'''

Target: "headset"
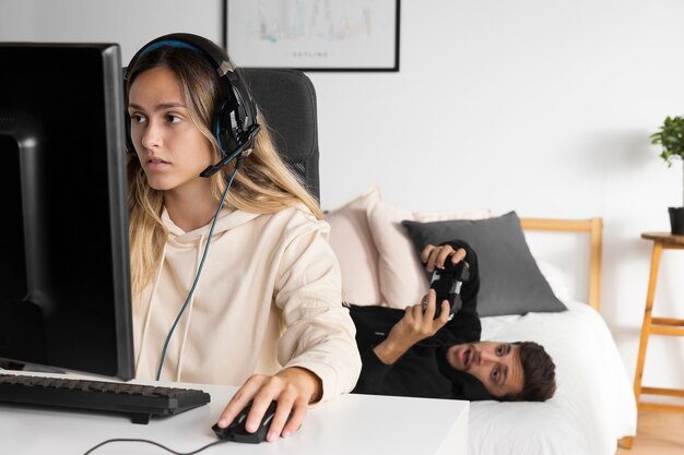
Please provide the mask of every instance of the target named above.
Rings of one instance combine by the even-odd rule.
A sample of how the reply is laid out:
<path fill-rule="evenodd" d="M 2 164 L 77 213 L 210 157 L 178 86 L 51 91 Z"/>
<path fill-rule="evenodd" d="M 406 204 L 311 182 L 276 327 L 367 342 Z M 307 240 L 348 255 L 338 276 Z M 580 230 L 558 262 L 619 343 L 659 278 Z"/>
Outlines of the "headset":
<path fill-rule="evenodd" d="M 224 97 L 216 103 L 212 131 L 219 142 L 222 159 L 209 166 L 200 176 L 211 177 L 236 157 L 248 156 L 260 130 L 257 123 L 257 105 L 249 96 L 241 77 L 236 73 L 231 58 L 211 40 L 187 33 L 175 33 L 153 39 L 135 52 L 128 64 L 123 73 L 125 89 L 129 83 L 128 69 L 134 68 L 140 57 L 162 47 L 189 49 L 200 53 L 219 73 Z M 128 111 L 126 111 L 126 148 L 129 154 L 135 155 Z"/>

'''

- _Exercise objective_:
Copy every line of the items above word for word, leaving out the pictures.

- _Answer below_:
Target: "headset"
Please provide the mask of every instance of the target named above.
Rings of one instance combine by the even-odd rule.
A sample of how the reply is laid out:
<path fill-rule="evenodd" d="M 2 164 L 77 213 L 210 157 L 178 86 L 51 91 Z"/>
<path fill-rule="evenodd" d="M 406 204 L 311 182 L 276 327 L 367 342 Z M 307 240 L 348 255 L 338 276 Z M 580 230 L 558 262 L 619 343 L 659 278 Z"/>
Outlines of the "headset":
<path fill-rule="evenodd" d="M 224 97 L 216 103 L 212 131 L 219 142 L 222 159 L 209 166 L 200 176 L 211 177 L 236 157 L 248 156 L 260 130 L 257 123 L 257 105 L 249 96 L 241 77 L 236 73 L 231 58 L 211 40 L 187 33 L 175 33 L 153 39 L 135 52 L 128 64 L 123 73 L 125 89 L 129 83 L 128 69 L 134 68 L 140 57 L 162 47 L 189 49 L 200 53 L 219 73 Z M 128 111 L 126 111 L 126 148 L 129 154 L 135 155 Z"/>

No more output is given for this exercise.